## WORK TO DO
Copy out all the records exactly.

## MATERIAL FOR THE TASK
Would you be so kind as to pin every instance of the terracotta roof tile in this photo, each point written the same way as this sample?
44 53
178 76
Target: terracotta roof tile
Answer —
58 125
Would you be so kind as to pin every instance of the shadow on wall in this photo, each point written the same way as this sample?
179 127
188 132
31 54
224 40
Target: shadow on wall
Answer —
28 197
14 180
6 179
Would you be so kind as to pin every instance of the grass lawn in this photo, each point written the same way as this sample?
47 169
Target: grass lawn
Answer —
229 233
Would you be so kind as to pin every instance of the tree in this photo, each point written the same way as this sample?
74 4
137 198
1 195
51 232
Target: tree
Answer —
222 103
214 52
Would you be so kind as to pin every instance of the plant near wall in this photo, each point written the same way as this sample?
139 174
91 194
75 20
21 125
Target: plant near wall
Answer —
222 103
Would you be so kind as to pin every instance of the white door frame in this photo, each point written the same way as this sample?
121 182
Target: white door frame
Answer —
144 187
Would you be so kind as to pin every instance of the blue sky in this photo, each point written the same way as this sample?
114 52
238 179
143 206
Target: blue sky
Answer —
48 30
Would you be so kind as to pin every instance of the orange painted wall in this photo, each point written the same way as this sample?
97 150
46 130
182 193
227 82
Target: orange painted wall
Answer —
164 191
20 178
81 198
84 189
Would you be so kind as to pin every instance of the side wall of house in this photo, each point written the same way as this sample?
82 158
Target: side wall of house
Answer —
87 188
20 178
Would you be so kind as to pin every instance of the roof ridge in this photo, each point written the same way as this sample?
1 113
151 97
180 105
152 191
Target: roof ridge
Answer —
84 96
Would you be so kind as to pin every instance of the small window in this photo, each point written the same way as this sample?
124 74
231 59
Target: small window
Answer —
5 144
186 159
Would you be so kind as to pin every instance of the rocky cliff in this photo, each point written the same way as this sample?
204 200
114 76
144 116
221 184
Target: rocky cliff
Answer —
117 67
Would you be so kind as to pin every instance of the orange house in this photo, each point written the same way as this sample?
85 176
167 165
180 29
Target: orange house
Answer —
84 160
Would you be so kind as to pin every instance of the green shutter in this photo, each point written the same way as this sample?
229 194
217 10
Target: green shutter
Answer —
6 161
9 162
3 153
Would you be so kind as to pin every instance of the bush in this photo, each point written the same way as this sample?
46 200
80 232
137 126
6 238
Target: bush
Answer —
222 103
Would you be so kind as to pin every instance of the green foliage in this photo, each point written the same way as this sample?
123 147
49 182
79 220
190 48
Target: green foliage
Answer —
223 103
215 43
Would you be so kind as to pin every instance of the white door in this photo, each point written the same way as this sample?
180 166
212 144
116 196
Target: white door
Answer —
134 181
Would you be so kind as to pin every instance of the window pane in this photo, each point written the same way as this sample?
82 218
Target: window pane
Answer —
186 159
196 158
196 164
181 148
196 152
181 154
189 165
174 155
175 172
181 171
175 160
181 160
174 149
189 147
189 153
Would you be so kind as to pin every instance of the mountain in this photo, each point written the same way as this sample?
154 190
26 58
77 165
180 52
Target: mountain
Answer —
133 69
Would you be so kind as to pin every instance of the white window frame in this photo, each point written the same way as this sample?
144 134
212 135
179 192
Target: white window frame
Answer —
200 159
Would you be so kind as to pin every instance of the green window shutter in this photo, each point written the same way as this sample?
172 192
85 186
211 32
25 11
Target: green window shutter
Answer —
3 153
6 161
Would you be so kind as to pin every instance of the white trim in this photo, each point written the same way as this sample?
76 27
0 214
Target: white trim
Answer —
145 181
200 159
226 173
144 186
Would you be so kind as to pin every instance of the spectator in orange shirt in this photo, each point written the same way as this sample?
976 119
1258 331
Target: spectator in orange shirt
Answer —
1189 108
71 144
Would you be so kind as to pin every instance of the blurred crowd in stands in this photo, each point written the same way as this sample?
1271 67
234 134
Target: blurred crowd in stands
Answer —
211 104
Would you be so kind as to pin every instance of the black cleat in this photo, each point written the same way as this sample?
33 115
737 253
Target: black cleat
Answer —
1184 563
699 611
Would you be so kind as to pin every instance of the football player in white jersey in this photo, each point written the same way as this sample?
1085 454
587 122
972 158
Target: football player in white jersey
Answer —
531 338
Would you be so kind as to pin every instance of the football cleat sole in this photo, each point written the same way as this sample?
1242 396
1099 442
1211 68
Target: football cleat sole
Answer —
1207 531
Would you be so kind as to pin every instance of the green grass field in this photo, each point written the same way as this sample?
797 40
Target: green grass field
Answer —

## SOLUTION FOR THIS EXERCISE
Would you be so kind as to pin every instance of the terracotta roof tile in this photo, each point written the same way as this sample?
44 53
178 76
Target: terracotta roof tile
Answer —
58 125
Would you be so kind as to pin every instance of the shadow on wall in this photo, each point written the same way as this sample?
179 127
188 132
31 54
224 40
Target: shadow on wall
Answer —
28 197
14 180
6 179
Would you be so kind as to pin every instance of the grass lawn in this photo, each point written the same way as this sample?
47 169
Target: grass lawn
Answer —
229 233
Would you be so kind as to pin every instance of the tree in this photo, each point written the same way as this sample?
74 4
137 198
1 195
51 232
Target: tree
Answer —
222 103
214 52
Would you be so kind as to pin every instance of the plant near wall in this photo, each point written the same way as this sample?
139 174
91 194
75 20
21 125
Target: plant near wall
Answer —
222 103
Would you be so kind as to pin every instance of the white door frame in this photo, each point written the same way as this sample?
121 182
Target: white door frame
Answer —
144 187
Would you be so kind as to pin every instance of the blue sky in this photo, each point written the same way as this sample?
114 52
238 179
143 206
Target: blue sky
Answer —
48 30
Would you be so kind as to pin every instance of the orange painted wall in this photo, each point written the same way as this sample?
97 150
46 130
182 193
227 82
Target: orange painted wall
Answer —
164 191
20 178
81 198
84 189
Would you be so kind as to pin every instance of the side wall of house in this photo, each point written the same way as this sample?
82 158
Target: side wall of house
Answer —
87 188
20 178
Would you be so kind as to pin every instance of the roof ridge in this photo, each point written the same way as this sample?
1 113
151 97
180 105
152 191
Target: roof ridge
Answer —
84 96
Would you be so kind as to pin every instance of the small window in this photo, each point written the same way as this sample?
124 74
231 59
Target: small window
Answer —
5 144
186 159
Would you be so kind as to pin every instance of the rocky cliff in this photo, each point written the same way as this sample?
204 200
114 76
144 116
221 184
Target: rocky cliff
Answer —
117 67
Would you be so kind as to pin every instance of the orange house in this photo, each point written the same way as this sample?
85 176
167 165
180 29
Target: orange house
Answer —
84 160
Would you be so kind as to pin every instance of the green shutter in this photo, each point written the same way as this sample?
229 194
217 10
Target: green shutter
Answer —
6 161
9 162
3 153
Would you be so kind as to pin every instance of the bush in this photo, each point written the same way as this sample?
46 200
80 232
137 126
6 238
Target: bush
Answer —
222 103
Would you be so kind as to pin every instance of the green foliage in this photo, each point written the same way as this sample?
123 147
49 182
79 220
190 48
Target: green foliage
Answer —
223 103
215 43
Would you be so kind as to pin every instance of the white door in this photo, each point written the same way as this sample?
180 166
212 144
116 196
Target: white door
Answer —
134 181
Would you be so kind as to pin every instance of the window pane in this photo, each point written the same way as this sample?
82 218
Target: window pane
Answer —
186 159
196 158
196 164
181 148
196 152
181 154
189 165
174 155
175 172
181 171
175 160
181 160
174 149
189 147
189 153
Would you be so kind as to pin every instance of the mountain in this photo, each point written the same way as this sample?
154 190
26 58
77 165
180 52
Target: mountain
Answer —
133 69
Would you be so kind as to pin every instance of the white window frame in this photo, each point written the same way as this sample?
144 134
212 135
179 192
Target: white window frame
Answer —
200 159
Would you be so kind as to pin every instance of the green window shutter in this photo, each point written the same way as this sample?
172 192
85 186
211 32
25 11
Target: green window shutter
Answer —
3 153
6 161
Would you be so kind as to pin every instance of the white trim in this photo, each point written the same way as this sample?
76 27
0 214
Target: white trim
Answer —
145 181
200 159
226 173
144 186
Would you be so kind as to pin every instance of the spectator in orange shirt in this photo, each point written the same way as this sample?
976 119
1258 331
Target: spectator in orange shirt
Answer —
1189 108
71 144
Would you be so kind as to pin every instance of the blurred crowd in stands in this photo, each point written the same way as this sample?
1271 67
234 134
Target: blurred crowd in stands
Answer —
211 104
Would you be so kind as to pin every instance of the black cleat in this photo, each point written the same way as this sample?
33 115
737 253
Target: black cleat
Answer —
1184 563
699 611
Would you be so kind as to pin every instance of the football player in white jersey in this photo, each point written the same way as this sample?
1085 454
587 122
972 158
Target: football player in white jersey
Answer —
531 338
Would you be so kind as to pin every instance of the football cleat sole in this photo, each point written the same way as this sample?
1242 396
1099 442
1211 68
Target: football cleat sole
Answer —
1207 531
Would you be so kind as to pin every instance of the green grass field in this photo, each point written the same way as this sample?
797 40
Target: green grass field
Answer —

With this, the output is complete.